* やること:
1. 本文によると、本発明(4)の針状の導電性金属酸化物は何ですか。
2. 領域アノテーションの記録をすべて、1行を1つの文字列にしたJSONのリストに変換してください。空行は入れないでください。

* 本文:
════
本発明は、事後的に所望の位置に貼り付けるだけで電波吸収性能を付与することのできる電波吸収用粘着シートに関するものである。
近年、電波の利用用途が多様に広がりを見せるなか、その電波障害が大きな問題となっている。当該問題を解決すべく、例えば、フェライト、またはフェライトと金属粉末もしくはカーボン粉末との混合物を有機高分子中に分散させた電波吸収材料が提案されている(例えば特許文献1)。
特開平4−211199号公報
しかしながら、従来型の前記電波吸収材料は反射減衰性が低いという課題がある。そこで、本発明は、より高い反射減衰性を有する電波吸収材料を提供することを課題とする。
本発明(1)は、針状の導電性金属酸化物が樹脂中に分散固定された整合層と、粘着層と、を積層した積層体を、2組以上積層したことを特徴とする電波吸収用粘着シートである。
本発明(2)は、前記積層体が2組または3組積層されたことを特徴とする発明(1)に記載の電波吸収用粘着シートである。
本発明(3)は、前記針状の導電性金属酸化物のアスペクト比が5以上であることを特徴とする発明(1)または(2)に記載の電波吸収用粘着シートである。
本発明(4)は、前記針状の導電性金属酸化物が導電性針状酸化チタンであることを特徴とする発明(1)乃至(3)のいずれか一項に記載の電波吸収用粘着シートである。
本発明(5)は、前記粘着層には金属および金属酸化物が含まれないことを特徴とする請求項1乃至4のいずれか一項に記載の電波吸収用粘着シートである。
本発明によれば、より高い反射減衰性を有する電波吸収材料を提供することが可能となる。加えて、本発明の電波吸収材料は粘着層を備えているために、事後的に新たな電波周波数を吸収することが必要になった場合にも対応可能である。
無反射条件曲線を示すグラフである。 本発明の電波吸収用粘着シートの実施の態様例の断面図である。 実施例1の電波吸収用粘着シートの反射減衰性曲線である。
以下、本発明を下記の順で説明する。
1.電波吸収用粘着シート
1−1.全体構造
1−2.各部
1−2−1.整合層
1−2−1−1.概括
1−2−1−2.針状の導電性金属酸化物
1−2−1−3.樹脂
1−2−1−3−1.成分A
1−2−1−3−2.成分B
1−2−1−3−3.その他の成分
1−2−1−4.配合
1−2−1−4−1.針状の導電性金属酸化物の配合量
1−2−1−4−2.針状の導電性金属酸化物/樹脂の配合比
1−2−1−4−3.成分A/成分Bの比率
1−2−2.粘着層
1−2−3.剥離性保護フィルム
2.電波吸収用粘着シートの製造方法
3.電波吸収用粘着シートの使用方法
1.電波吸収用粘着シート
本発明による電波吸収用粘着シートは、針状の導電性金属酸化物が樹脂中に分散固定された整合層と、粘着層とを、積層した積層体を、2組以上積層したことを特徴とする電波吸収用粘着シートである。
════
領域アノテーションの項目:
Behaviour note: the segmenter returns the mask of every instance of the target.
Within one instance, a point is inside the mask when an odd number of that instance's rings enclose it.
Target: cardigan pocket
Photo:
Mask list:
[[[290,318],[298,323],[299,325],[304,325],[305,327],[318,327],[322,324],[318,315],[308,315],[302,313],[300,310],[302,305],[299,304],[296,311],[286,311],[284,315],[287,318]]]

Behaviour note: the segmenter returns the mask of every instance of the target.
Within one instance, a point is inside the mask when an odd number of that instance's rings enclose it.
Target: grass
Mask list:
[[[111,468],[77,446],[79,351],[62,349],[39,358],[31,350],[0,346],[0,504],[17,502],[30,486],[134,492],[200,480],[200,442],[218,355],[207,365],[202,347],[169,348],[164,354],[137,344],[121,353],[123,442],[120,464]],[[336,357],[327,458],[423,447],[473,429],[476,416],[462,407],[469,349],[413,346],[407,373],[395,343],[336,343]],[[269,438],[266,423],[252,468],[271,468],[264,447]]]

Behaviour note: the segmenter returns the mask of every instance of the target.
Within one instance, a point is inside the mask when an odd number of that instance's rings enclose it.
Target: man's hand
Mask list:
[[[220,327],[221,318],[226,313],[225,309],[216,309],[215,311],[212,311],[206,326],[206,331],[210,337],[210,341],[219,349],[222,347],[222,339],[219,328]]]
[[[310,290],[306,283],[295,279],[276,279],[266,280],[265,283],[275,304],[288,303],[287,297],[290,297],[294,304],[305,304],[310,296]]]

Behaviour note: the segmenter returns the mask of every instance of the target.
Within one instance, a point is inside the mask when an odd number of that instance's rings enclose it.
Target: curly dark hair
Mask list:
════
* それぞれの答え:
1. 導電性針状酸化チタンです。

2.
[
  "Behaviour note: the segmenter returns the mask of every instance of the target.",
  "Within one instance, a point is inside the mask when an odd number of that instance's rings enclose it.",
  "Target: cardigan pocket",
  "Photo:",
  "Mask list:",
  "[[[290,318],[298,323],[299,325],[304,325],[305,327],[318,327],[322,324],[318,315],[308,315],[302,313],[300,310],[302,305],[299,304],[296,311],[286,311],[284,315],[287,318]]]",
  "Behaviour note: the segmenter returns the mask of every instance of the target.",
  "Within one instance, a point is inside the mask when an odd number of that instance's rings enclose it.",
  "Target: grass",
  "Mask list:",
  "[[[111,468],[77,446],[79,351],[62,349],[39,358],[31,350],[0,346],[0,504],[17,502],[30,486],[134,492],[200,480],[200,442],[218,355],[207,365],[202,347],[169,348],[164,354],[137,344],[121,353],[123,442],[120,464]],[[336,357],[327,458],[423,447],[473,429],[476,416],[462,407],[469,349],[413,346],[407,373],[395,343],[336,343]],[[269,438],[266,423],[252,468],[271,468],[264,447]]]",
  "Behaviour note: the segmenter returns the mask of every instance of the target.",
  "Within one instance, a point is inside the mask when an odd number of that instance's rings enclose it.",
  "Target: man's hand",
  "Mask list:",
  "[[[220,327],[221,318],[226,313],[225,309],[216,309],[215,311],[212,311],[206,326],[206,331],[210,337],[210,341],[219,349],[222,347],[222,339],[219,328]]]",
  "[[[310,290],[306,283],[295,279],[276,279],[266,280],[265,283],[275,304],[288,303],[287,297],[290,297],[294,304],[305,304],[310,296]]]",
  "Behaviour note: the segmenter returns the mask of every instance of the target.",
  "Within one instance, a point is inside the mask when an odd number of that instance's rings enclose it.",
  "Target: curly dark hair",
  "Mask list:"
]